EXERCISE REQUIREMENTS ->
- 1) Using the greenhouse heating article, decide whether each statement is true. Answer yes or no and quote the words that decide it.
(a) A greenhouse keeps most of the heat it gains during the day through the night.
(b) Water-filled barrels used as thermal mass should be painted black.
(c) Containers stay warmer than a bed of dirt in a winter greenhouse.
- 2) Answer these questions from the greenhouse heating article:
(a) What inexpensive device does it recommend for tracking nighttime lows and daytime highs?
(b) How hot can a properly working compost pile get?
(c) Where should the solar blanket be hung?

SOURCE EXCERPT ->

########

Greenhouse & Indoor GardeningVentilation, Heating & Cooling

How to Heat a Greenhouse During Winter

Well, it’s hard to believe, but it’s that time of year again. Hopefully you got a chance to clean your greenhouse this fall and check out all of your systems before the winter chill has set in. Now is time to concern yourself with heating the greenhouse for the winter. A lot of people think that the greenhouse will hold the heat it builds up during the day all through the night. That could not be further from the truth. A greenhouse will lose most of its heat through radiation cooling once the sun goes down. This happens because the plants, containers, beds, hydroponic systems, etc. in the greenhouse are warmer than the outside. They will lose heat by emitting infrared radiation through the greenhouse glazing.

Of course the very first thing you should do is determine what temperature you need to maintain in the greenhouse at night. A good (and inexpensive) way to monitor this is to get a max/min thermometer. This tells you how low the temperature gets at night and how warm it is during the day. They are very easy to reset for the next day’s reading.

You need to look at your plants and their requirements. There are a lot of people, even in the colder regions who grow in their greenhouses in the winter without heat. If you are growing crops such as broccoli, cabbage, lettuces, carrots, turnips, beets, radishes or other cold hardy plants you may only need to keep the frost and bitter cold from your plants. Read this article for more information on how to grow winter vegetables in a greenhouse.

A lot of things can be done in your greenhouse to increase the temperature slightly without the use of commercial heaters. You can “double wrap” them. By this I mean you can put cold frames or mini high tunnels, mini greenhouses inside your large greenhouse. This will give them an extra layer of insulation. If you have electricity you can also add heat cables to the ground inside these mini structures. That may be all you need to grow these cold hardy crops. You should be growing in the ground rather than in containers in the winter greenhouse, as the containers will not stay as warm as a bed of dirt.

There are some solar methods that can be utilized to maintain the heat. The simplest and most common is by thermal mass. The easiest way to do this is to place barrels under your benches and/or gallon jugs near your plants. They should be painted black and filled with water. Once the sun goes down, they will release the heat they have built up and help maintain the greenhouse temperature. This is a good article that discusses how to heat a greenhouse with thermal mass.

Another way to help retain some of the heat at night is to use a solar blanket. This can be as simple as a heavy blanket purchased at the local big box store. Hang it on the inside of the ceiling and pull it shut at night to help hold the heat.

Some people place their compost piles right inside of their greenhouse for supplemental heat. These piles will reach as high as 150 degrees F when they are working properly. Some people consider them a fire hazard and will place their compost piles outside and pump water through the pile to be heated and into the greenhouse. If a compost pile is functioning properly there should be no odor. If your compost is stinky like rotting eggs or a musty smell you should add more browns and if it is not hot enough add more greens to the pile.

########

DATA ENTRIES ->
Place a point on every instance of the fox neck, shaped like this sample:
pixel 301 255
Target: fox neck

########

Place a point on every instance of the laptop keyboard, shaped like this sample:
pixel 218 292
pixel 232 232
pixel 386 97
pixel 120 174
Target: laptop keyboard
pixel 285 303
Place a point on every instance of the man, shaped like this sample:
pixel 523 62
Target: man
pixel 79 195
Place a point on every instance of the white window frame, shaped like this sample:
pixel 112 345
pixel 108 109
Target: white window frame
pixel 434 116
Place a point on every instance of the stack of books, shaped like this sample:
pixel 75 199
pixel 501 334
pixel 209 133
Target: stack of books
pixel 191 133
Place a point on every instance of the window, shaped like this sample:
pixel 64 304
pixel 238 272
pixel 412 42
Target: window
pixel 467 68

########

SOLUTIONS FOR EACH TASK ->
- 1)
(a) No: "A greenhouse will lose most of its heat through radiation cooling once the sun goes down."
(b) Yes: "They should be painted black and filled with water."
(c) No: "the containers will not stay as warm as a bed of dirt."

- 2)
(a) A max/min thermometer
(b) As high as 150 degrees F
(c) On the inside of the ceiling